Copy the line containing "[pin] bicycle saddle -- one per line", then all lines after it up to and including the final line of the material, exactly and without additions.
___ SUPPLIED MATERIAL
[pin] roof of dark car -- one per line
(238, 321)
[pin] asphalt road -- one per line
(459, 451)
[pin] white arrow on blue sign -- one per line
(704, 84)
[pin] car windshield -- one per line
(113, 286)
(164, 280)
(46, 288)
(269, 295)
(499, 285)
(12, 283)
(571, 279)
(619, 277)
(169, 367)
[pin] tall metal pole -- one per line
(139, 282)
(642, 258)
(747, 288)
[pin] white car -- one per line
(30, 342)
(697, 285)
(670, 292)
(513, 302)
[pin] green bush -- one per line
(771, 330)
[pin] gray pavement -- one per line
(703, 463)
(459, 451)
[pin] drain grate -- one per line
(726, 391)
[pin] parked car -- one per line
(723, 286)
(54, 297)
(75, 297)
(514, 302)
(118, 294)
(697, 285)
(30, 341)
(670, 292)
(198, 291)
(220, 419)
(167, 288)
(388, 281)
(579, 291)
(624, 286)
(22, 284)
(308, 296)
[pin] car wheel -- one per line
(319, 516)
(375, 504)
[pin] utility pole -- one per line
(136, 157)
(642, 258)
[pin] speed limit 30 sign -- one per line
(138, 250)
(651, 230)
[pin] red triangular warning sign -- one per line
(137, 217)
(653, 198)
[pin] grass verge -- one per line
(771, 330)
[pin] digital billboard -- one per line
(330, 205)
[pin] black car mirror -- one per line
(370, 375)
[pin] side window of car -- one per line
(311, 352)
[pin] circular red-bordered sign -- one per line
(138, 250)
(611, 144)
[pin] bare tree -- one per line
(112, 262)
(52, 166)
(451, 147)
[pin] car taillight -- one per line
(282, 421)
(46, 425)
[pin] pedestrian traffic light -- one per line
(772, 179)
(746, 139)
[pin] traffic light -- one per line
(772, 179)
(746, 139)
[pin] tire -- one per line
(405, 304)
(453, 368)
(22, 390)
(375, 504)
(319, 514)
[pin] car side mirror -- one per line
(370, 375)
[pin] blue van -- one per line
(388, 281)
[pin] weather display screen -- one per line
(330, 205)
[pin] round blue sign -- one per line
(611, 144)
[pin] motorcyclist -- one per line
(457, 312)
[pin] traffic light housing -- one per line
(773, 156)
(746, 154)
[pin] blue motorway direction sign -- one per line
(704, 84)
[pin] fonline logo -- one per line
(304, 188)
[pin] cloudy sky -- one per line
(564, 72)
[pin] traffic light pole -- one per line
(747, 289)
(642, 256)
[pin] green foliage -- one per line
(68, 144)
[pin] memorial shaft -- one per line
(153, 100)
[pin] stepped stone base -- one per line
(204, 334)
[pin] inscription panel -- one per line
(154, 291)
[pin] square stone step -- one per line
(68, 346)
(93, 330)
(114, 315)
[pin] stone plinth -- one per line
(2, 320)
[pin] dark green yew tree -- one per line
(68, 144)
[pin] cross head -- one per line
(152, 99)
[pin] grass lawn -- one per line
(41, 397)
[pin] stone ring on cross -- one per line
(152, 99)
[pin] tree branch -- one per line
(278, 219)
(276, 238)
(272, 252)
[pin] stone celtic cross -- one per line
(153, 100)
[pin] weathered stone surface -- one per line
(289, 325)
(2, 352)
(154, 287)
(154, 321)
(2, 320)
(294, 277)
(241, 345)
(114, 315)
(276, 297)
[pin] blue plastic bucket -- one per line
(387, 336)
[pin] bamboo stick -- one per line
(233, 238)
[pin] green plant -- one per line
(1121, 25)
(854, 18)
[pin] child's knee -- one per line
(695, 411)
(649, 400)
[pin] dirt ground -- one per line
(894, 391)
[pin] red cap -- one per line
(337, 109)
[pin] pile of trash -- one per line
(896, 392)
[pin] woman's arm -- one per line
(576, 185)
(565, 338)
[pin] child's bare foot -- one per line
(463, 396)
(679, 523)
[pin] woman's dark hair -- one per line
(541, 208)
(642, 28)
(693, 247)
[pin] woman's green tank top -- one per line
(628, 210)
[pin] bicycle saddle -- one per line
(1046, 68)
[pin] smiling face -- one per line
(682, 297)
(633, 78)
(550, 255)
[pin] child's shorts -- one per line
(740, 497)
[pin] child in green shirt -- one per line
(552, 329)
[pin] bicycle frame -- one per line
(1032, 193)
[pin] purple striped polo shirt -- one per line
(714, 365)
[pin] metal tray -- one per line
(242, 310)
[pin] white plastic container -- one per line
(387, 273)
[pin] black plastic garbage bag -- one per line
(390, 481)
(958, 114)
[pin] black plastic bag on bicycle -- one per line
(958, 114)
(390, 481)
______
● WRITTEN SOLUTION
[pin] bicycle saddle -- one per line
(1046, 68)
[pin] smiling face -- one per line
(682, 297)
(633, 78)
(550, 255)
[pin] child's shorts -- one per line
(740, 497)
[pin] child in green shirt -- one per line
(552, 329)
[pin] bicycle frame -- one per line
(1032, 193)
[pin] purple striped polo shirt -- one per line
(714, 365)
[pin] metal tray -- one per line
(242, 310)
[pin] white plastic container -- one per line
(387, 273)
[pin] black plastic garbage bag -- one per line
(390, 481)
(958, 114)
[pin] black plastic bag on bicycle -- one per line
(958, 114)
(390, 481)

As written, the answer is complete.